● Page excerpt:
********************
I own three guns: a handgun, a hunting rifle, and a pump shotgun. I bought the handgun after my house was burglarized in Houston. A police officer, who came to investigate, asked me if I had a gun. When I replied no, he said: "Mister, you must be crazy." He then told me that I could shoot anyone invading my house and if I shot a potential burglar in the backyard, I needed to drag him into the house and "the police promise not to notice."
OK, so I bought my first gun out of fear. Having a gun, created a problem with my three small children, 2-4 years of age at the time. I taught all of my children how to handle the gun, check if it is loaded, and never pull the trigger for fun. Then I taught my little children how to run away from a friend's house if another child gets hold of daddy's gun. By the age of 8, my son was quite a good shooter. My powerful hunting rifle is used to hunt deer, and everybody in my family but my wife has practiced shooting it. The shotgun has even more fear embodied in it, and we do not like to shoot it.
Cars kill a little more than twice as many American children as guns. In 2007, 3,000 American children, ages 0-19 were killed with guns. Also in 2007, drownings, poisoning, burning, and suffocation/ strangulation - together - killed 3,800 children in the U.S. (Source: National Center for Health Statistics.). Thus, cars and guns are the two major causes of accidental deaths of children in the U.S. I was very lucky that my children learned to avoid touching my gun and other guns on their own, and survived.
Our widely scattered neighbors are a diverse group, from avid liberal environmentalists to ultra-conservative Christians. Guns are a big element of our lives, so we talk about them occasionally. A recent lively exchange in the neighborhood chat-group was precipitated by shots fired on someone's property, and quickly evolved into a discussion under what circumstances it is OK to shoot a stray dog, a coyote, and so on.
********************
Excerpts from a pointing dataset
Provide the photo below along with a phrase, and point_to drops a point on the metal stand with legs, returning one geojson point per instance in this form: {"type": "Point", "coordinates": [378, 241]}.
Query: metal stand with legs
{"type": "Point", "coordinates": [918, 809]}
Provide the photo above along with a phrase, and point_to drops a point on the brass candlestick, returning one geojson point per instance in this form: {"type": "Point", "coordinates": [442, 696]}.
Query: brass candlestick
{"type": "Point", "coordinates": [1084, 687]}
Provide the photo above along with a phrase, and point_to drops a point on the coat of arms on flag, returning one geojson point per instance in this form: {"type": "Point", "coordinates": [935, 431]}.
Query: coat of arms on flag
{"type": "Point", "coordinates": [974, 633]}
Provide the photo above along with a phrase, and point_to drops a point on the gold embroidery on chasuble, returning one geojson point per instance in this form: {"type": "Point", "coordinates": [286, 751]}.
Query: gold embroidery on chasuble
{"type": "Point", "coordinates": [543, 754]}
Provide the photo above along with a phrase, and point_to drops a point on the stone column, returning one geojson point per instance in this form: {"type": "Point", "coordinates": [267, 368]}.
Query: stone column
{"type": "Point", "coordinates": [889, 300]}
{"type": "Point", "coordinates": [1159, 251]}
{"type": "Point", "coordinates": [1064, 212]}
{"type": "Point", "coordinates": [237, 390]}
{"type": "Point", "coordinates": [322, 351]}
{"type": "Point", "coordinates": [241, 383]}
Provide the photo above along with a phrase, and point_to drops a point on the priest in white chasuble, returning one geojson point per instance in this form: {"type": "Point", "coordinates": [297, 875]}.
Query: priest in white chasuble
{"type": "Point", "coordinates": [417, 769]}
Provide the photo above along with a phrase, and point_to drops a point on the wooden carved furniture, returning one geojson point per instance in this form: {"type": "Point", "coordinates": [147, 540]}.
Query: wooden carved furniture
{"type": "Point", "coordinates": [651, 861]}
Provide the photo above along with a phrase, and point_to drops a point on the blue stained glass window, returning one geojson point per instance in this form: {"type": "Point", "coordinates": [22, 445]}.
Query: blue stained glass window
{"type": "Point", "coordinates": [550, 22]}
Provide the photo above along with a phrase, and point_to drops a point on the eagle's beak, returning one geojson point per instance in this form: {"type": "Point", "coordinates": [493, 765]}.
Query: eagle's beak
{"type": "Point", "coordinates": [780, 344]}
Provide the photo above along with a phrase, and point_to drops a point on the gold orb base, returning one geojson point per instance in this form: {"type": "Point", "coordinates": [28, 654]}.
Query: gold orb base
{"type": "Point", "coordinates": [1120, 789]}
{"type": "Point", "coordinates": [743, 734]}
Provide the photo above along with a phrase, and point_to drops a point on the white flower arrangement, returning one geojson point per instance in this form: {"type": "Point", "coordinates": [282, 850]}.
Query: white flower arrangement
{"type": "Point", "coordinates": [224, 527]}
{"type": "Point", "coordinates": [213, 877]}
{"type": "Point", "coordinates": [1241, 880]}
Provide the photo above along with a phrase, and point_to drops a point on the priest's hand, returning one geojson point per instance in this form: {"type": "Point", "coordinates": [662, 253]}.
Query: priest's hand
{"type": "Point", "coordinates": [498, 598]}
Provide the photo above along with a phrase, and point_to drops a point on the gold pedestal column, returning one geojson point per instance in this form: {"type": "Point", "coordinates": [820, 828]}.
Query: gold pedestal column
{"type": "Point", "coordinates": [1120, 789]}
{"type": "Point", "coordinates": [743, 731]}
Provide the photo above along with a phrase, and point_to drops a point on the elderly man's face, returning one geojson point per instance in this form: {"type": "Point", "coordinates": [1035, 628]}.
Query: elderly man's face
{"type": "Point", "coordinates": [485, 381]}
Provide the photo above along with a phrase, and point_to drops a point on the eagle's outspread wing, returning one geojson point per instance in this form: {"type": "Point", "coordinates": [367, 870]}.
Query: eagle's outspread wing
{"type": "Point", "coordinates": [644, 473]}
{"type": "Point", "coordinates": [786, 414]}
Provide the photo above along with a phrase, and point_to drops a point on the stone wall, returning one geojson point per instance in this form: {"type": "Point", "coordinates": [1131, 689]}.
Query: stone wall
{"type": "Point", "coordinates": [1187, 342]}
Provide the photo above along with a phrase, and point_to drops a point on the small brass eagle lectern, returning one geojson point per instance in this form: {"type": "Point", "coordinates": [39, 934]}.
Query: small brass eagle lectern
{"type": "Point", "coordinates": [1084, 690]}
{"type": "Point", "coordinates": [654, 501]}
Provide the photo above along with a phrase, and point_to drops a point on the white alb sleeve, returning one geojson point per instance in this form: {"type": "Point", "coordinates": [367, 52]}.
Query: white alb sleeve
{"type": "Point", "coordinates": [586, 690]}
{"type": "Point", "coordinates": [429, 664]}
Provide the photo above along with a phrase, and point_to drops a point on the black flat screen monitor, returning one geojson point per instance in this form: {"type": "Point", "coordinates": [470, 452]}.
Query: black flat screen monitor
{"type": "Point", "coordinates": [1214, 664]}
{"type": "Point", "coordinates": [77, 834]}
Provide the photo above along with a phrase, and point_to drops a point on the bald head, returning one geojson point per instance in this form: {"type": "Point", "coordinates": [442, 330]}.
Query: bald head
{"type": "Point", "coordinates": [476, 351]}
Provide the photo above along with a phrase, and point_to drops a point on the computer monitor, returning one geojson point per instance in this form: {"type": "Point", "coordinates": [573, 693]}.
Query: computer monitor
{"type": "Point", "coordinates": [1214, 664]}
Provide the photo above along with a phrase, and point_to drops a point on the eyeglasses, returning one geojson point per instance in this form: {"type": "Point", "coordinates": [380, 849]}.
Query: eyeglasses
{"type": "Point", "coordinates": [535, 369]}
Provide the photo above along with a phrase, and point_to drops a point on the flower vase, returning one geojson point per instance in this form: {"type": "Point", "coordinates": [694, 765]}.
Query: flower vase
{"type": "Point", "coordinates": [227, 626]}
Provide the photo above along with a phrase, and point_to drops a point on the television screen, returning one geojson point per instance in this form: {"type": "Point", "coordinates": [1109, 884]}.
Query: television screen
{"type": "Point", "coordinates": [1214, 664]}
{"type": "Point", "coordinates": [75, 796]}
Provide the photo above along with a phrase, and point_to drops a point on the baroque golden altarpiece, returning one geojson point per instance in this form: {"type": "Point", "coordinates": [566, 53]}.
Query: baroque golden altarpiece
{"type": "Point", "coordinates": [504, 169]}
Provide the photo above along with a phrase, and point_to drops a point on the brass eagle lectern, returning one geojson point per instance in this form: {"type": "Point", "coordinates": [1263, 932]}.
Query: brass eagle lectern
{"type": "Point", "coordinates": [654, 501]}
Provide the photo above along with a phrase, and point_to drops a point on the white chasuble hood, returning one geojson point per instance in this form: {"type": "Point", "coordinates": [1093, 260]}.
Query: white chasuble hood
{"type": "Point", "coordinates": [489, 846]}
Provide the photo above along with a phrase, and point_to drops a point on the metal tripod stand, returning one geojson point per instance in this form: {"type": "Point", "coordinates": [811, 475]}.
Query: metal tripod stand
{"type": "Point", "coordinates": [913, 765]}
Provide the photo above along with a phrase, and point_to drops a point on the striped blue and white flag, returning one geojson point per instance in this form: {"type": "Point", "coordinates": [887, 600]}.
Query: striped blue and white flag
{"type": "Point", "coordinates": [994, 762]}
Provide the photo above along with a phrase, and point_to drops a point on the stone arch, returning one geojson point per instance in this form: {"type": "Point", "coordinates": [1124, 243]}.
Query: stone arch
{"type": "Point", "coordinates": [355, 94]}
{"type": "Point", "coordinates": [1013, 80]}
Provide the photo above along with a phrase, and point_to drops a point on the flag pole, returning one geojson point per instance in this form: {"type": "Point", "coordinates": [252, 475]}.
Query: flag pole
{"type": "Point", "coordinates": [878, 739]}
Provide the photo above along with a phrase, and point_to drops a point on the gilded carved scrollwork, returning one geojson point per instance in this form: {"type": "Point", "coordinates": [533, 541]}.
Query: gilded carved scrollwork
********************
● Your task: Reproduce the stretch of the text on gun ownership from "Cars kill a" through "own, and survived.". None of the items is required for this work.

● The response:
Cars kill a little more than twice as many American children as guns. In 2007, 3,000 American children, ages 0-19 were killed with guns. Also in 2007, drownings, poisoning, burning, and suffocation/ strangulation - together - killed 3,800 children in the U.S. (Source: National Center for Health Statistics.). Thus, cars and guns are the two major causes of accidental deaths of children in the U.S. I was very lucky that my children learned to avoid touching my gun and other guns on their own, and survived.